- EXERCISE DESCRIPTION -
Everything from the line containing "of the green" to the end of the listing is to be set down exactly, both ends included, and nothing before it.

- SUPPLIED MATERIAL -
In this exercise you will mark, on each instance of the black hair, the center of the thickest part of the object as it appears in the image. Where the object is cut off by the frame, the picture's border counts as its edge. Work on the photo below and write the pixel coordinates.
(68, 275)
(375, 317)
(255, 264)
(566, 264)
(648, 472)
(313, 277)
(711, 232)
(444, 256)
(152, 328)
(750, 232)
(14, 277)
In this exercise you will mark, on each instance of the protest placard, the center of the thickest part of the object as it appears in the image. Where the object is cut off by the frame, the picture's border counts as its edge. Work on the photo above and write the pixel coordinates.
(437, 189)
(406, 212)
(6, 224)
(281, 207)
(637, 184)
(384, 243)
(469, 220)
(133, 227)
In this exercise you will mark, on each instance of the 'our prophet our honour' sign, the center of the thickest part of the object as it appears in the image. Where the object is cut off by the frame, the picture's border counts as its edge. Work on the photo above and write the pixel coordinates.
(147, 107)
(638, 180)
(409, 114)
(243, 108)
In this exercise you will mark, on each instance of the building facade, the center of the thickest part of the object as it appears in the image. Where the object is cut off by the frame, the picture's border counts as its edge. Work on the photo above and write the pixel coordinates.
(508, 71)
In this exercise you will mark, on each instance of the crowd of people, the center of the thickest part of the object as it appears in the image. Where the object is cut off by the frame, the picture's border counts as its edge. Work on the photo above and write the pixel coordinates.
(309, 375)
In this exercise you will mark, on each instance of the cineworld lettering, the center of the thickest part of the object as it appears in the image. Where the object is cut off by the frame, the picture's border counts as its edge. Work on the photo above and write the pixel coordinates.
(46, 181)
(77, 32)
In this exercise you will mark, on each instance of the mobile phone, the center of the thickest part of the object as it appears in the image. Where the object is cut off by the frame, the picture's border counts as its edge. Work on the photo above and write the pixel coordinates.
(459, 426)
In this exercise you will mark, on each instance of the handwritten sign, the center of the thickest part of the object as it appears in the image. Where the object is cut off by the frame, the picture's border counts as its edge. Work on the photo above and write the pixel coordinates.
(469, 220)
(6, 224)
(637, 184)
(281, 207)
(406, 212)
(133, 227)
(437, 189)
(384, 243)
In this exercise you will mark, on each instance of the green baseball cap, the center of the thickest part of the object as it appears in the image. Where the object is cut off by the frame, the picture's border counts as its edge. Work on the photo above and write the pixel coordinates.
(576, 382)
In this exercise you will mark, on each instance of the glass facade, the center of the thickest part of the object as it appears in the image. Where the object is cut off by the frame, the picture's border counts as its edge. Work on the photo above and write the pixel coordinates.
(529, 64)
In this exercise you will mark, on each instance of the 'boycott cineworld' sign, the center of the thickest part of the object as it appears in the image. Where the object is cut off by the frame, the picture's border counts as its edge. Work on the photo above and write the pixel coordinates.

- EXERCISE RESPONSE -
In this exercise you will mark, on each instance of the green baseball cap, the center of the thickest part of the object as it appears in the image. Where the object is cut off by the frame, the picture's border counts as its edge. Work on the photo above and write the pixel coordinates.
(576, 382)
In this exercise you will mark, on each instance of the glass facade, the center of the thickest part of the object as it appears in the image. Where the object is cut off by the frame, the picture's border counts as its edge. Work on the photo above and write the pixel coordinates.
(529, 64)
In this exercise you will mark, on each instance of the 'boycott cineworld' sign, the center of the thickest part of the object as it appears in the image. Where the object is cut off by the frame, the picture's border counts as its edge. Work on the photo above and write the pixel coordinates.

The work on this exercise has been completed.